--- begin TEXT SECTION ---
Transcriptional implicature: a contribution to markup semantics

We may see, in a TEI transcription of an old book, the lines:

<pb n="[iii]"/> <p>Quaestiones, quae ad mathematicae fundamenta pertinent, etsi hisce temporibus a multis tractatae, satisfacienti solutione et adhuc carent.

What do they mean? How do we know what they mean? Can we model their meaning formally?
Formalizing the meaning of arbitrary natural-language utterances remains intractable today. But markup languages, being formally defined artificial languages, appear more approachable. So we may be able to explain what the <pb> and <p> elements mean, even if the sense of the Latin eludes formalization. Some propose to explicate the meaning of markup by specifying, for each construct in a markup vocabulary, a sentence schema in a natural language, with blanks to be filled in with data from the document 1; others make a similar proposal but allow sentence schemata in formal languages like first-order predicate logic as well 2. This appears straightforward, although far from trivial, for metadata 3and perhaps even for born-digital texts, but how shall the meaning of <p> be formalized in a markup language which defines it as containing a transcription of a text block in a manuscript? What does it mean for a document to be a transcription of another document? Can we formalize that?
--- end TEXT SECTION ---
--- begin SUPPLIED ENTRIES ---
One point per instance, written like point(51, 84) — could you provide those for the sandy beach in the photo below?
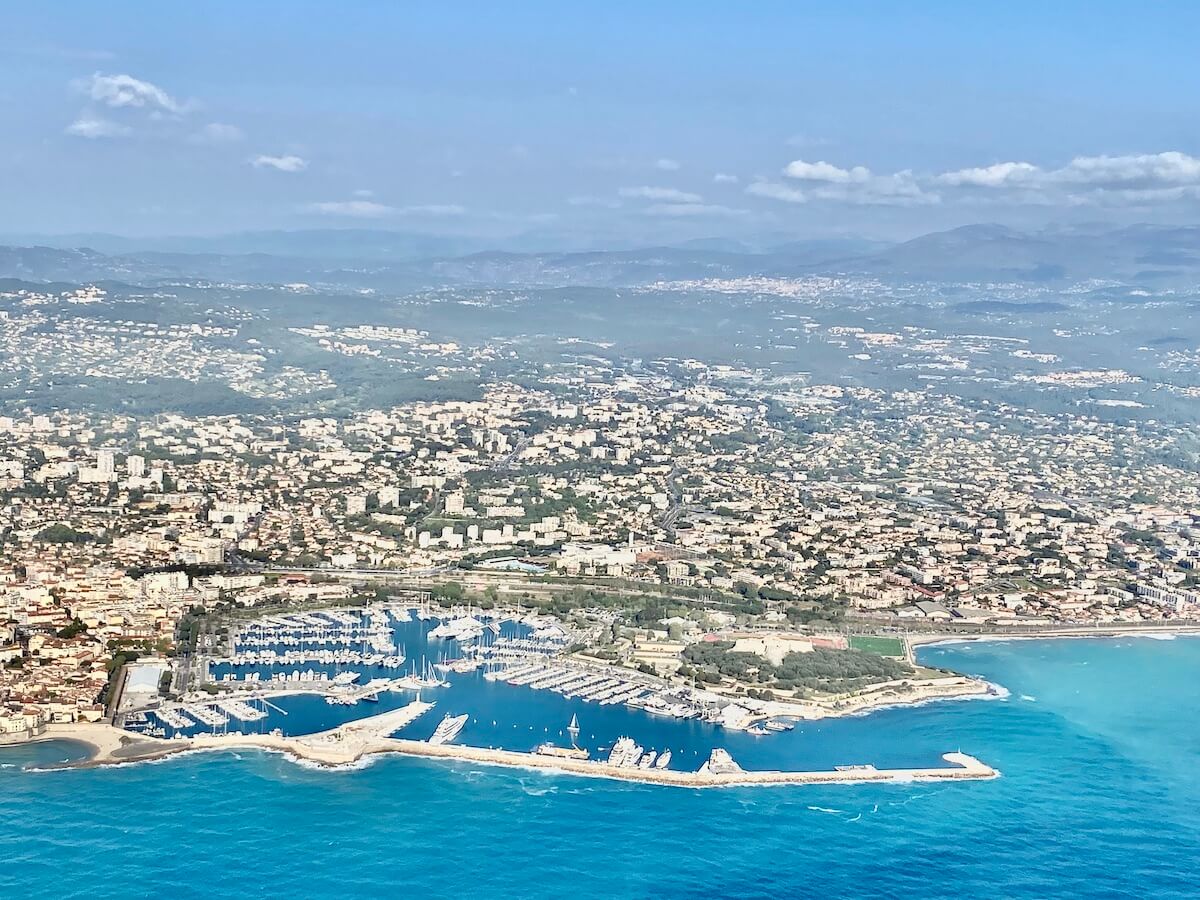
point(353, 742)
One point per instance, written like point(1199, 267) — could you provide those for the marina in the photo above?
point(526, 699)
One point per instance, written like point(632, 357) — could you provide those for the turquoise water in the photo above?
point(1098, 743)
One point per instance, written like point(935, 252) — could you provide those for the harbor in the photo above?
point(502, 684)
point(349, 744)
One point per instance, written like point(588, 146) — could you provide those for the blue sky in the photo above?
point(597, 123)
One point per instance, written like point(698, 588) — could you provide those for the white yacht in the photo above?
point(448, 729)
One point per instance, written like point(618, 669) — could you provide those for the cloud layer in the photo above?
point(1131, 179)
point(280, 163)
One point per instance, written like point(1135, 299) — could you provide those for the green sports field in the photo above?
point(881, 646)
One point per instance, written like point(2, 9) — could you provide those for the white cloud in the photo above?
point(1138, 178)
point(89, 126)
point(1002, 173)
point(371, 209)
point(775, 191)
point(667, 195)
point(217, 133)
point(354, 209)
point(588, 201)
point(900, 189)
point(1140, 172)
point(681, 210)
point(282, 163)
point(826, 172)
point(124, 90)
point(432, 209)
point(857, 185)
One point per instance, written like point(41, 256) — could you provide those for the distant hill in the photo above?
point(995, 252)
point(1137, 255)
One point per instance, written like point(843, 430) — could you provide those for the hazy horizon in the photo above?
point(627, 124)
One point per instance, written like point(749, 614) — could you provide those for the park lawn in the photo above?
point(880, 646)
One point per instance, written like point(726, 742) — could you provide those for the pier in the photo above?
point(355, 741)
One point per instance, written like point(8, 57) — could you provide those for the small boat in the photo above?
point(448, 729)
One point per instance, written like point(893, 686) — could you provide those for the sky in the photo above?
point(595, 124)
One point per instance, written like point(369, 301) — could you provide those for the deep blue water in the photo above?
point(1098, 744)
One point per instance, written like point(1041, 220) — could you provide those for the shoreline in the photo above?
point(1105, 633)
point(345, 747)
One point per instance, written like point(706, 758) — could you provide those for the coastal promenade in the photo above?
point(353, 742)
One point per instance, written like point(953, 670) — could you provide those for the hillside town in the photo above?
point(851, 508)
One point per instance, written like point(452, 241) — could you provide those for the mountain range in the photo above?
point(1156, 256)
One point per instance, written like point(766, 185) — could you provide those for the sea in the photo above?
point(1097, 742)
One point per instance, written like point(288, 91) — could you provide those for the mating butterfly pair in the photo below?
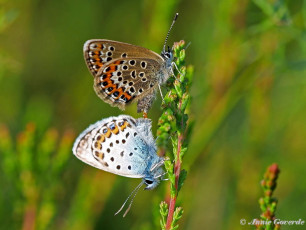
--- end SUPPLIED ENTRIES ---
- _OBJECTIVES_
1 - According to the text on markup semantics, what do some propose to specify for each construct in a markup vocabulary in order to explain the meaning of markup?
2 - Extend the text on markup semantics, picking up right after its final sentence.

- _ANSWERS TO EACH TASK_
1 - A sentence schema in a natural language, with blanks to be filled in with data from the document.

2 -
Earlier work has explored the nature of the similarity between transcripts and their exemplars. Perhaps it consists simply in their containing the same sequence of characters? This can be formalized but proves disappointing, partly because it omits text structures like division into paragraphs and partly because it offers no way of describing disagreements among transcribers about how to read the exemplar, or which character distinctions (e.g. i/j, u/v, s/ſ) to retain and which to level. It is also wrong: few transcripts have exactly the same character sequence as their exemplar 4. Later work extends the analysis from characters to higher-level textual structures and models transcriber agreement and disagreement explicitly 5 6. (Paul Caton has built on this idea to propose pure transcriptional markup as an approach to the problems of transcription semantics 7.) By treating higher-level constructs as tokens of higher-level types and using the sentence schemata mentioned earlier, we believe one can formalize the meaning of tokens (characters, words, and XML elements like <p> and <pb> alike) in transcriptions.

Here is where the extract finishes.